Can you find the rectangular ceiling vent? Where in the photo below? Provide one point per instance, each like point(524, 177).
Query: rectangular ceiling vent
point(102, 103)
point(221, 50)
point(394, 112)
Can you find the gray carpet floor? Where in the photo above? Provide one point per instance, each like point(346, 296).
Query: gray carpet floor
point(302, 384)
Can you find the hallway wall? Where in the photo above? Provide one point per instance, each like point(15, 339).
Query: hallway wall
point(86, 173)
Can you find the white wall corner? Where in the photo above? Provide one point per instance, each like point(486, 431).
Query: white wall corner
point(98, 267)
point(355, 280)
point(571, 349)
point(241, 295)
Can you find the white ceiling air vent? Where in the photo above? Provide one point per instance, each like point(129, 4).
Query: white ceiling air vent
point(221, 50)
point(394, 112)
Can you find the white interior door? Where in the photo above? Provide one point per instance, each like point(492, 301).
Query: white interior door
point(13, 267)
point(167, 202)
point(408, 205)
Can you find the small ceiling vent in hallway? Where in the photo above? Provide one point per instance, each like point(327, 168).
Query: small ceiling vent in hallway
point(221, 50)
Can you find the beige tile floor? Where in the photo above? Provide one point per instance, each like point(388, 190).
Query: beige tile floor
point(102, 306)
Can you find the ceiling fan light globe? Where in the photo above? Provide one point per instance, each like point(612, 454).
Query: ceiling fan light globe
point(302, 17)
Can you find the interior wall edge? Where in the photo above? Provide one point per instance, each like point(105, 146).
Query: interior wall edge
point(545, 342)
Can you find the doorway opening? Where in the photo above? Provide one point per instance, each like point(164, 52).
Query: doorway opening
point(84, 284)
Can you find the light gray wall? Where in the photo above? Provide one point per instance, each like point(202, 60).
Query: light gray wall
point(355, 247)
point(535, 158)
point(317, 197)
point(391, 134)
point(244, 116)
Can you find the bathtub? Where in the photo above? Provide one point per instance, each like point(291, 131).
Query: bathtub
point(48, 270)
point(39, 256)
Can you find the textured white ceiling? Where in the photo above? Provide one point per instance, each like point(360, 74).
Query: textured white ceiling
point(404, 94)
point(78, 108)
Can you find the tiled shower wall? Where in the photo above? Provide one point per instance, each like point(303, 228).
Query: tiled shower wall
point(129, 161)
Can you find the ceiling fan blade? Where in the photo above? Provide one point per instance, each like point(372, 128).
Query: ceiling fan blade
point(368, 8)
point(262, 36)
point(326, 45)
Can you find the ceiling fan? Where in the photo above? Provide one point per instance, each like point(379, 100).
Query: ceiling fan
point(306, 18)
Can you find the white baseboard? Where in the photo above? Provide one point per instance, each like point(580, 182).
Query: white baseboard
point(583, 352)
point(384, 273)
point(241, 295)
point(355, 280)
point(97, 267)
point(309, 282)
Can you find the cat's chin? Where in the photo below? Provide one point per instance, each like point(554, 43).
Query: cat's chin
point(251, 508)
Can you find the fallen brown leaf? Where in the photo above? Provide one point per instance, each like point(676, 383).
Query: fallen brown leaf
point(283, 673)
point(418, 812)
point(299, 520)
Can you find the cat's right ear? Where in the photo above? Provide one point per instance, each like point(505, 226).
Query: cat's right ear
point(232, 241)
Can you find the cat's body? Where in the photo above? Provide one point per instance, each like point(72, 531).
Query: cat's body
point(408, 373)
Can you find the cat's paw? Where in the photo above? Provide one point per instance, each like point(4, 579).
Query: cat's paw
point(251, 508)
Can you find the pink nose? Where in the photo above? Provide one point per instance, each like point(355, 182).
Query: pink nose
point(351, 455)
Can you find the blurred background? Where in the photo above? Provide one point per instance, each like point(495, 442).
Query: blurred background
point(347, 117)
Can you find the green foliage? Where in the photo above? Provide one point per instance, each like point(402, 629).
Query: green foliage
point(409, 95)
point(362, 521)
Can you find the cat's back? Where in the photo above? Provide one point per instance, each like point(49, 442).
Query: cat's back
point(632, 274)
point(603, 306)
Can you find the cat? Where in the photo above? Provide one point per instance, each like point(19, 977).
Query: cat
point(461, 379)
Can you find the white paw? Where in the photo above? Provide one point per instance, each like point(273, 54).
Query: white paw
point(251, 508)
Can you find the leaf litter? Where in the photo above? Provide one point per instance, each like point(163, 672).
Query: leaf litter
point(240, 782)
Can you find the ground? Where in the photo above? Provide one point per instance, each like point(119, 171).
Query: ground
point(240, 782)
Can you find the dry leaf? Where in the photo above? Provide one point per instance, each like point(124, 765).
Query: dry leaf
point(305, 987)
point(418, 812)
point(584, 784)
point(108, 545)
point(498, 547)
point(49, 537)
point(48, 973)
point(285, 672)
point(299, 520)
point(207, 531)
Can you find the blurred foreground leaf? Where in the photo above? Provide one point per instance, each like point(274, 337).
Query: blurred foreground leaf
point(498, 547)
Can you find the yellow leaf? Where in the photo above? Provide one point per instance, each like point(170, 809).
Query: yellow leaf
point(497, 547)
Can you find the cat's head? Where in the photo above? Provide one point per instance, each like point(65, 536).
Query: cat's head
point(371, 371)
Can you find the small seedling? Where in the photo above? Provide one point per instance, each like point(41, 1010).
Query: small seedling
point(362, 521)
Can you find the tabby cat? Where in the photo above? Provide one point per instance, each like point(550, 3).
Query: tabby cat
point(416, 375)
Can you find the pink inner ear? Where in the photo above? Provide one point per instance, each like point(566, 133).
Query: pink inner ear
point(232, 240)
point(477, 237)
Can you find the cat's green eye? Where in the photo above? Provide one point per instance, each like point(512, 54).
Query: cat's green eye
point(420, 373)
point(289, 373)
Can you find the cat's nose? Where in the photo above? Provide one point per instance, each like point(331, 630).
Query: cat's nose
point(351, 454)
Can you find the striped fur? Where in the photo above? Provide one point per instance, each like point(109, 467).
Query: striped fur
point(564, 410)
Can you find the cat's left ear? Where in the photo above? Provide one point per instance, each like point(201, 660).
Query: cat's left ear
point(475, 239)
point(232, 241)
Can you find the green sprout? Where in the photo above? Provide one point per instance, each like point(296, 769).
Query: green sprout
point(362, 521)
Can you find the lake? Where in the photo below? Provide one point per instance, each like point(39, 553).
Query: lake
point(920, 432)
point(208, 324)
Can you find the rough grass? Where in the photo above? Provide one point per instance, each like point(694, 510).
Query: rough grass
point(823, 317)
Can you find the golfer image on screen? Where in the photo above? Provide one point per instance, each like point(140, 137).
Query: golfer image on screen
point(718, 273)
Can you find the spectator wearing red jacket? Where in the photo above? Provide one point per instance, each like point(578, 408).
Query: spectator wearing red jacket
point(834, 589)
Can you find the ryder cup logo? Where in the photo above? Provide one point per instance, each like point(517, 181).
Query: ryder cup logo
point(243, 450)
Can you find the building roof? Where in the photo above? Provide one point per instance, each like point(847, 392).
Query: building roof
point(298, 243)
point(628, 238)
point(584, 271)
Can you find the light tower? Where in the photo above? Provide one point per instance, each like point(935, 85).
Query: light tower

● ● ●

EXERCISE DETAILS
Your response should be each line that includes the word "tower", copied from the records.

REPLY
Can you find the light tower? Where in the photo above? Provide one point per instance, each like point(935, 85).
Query: light tower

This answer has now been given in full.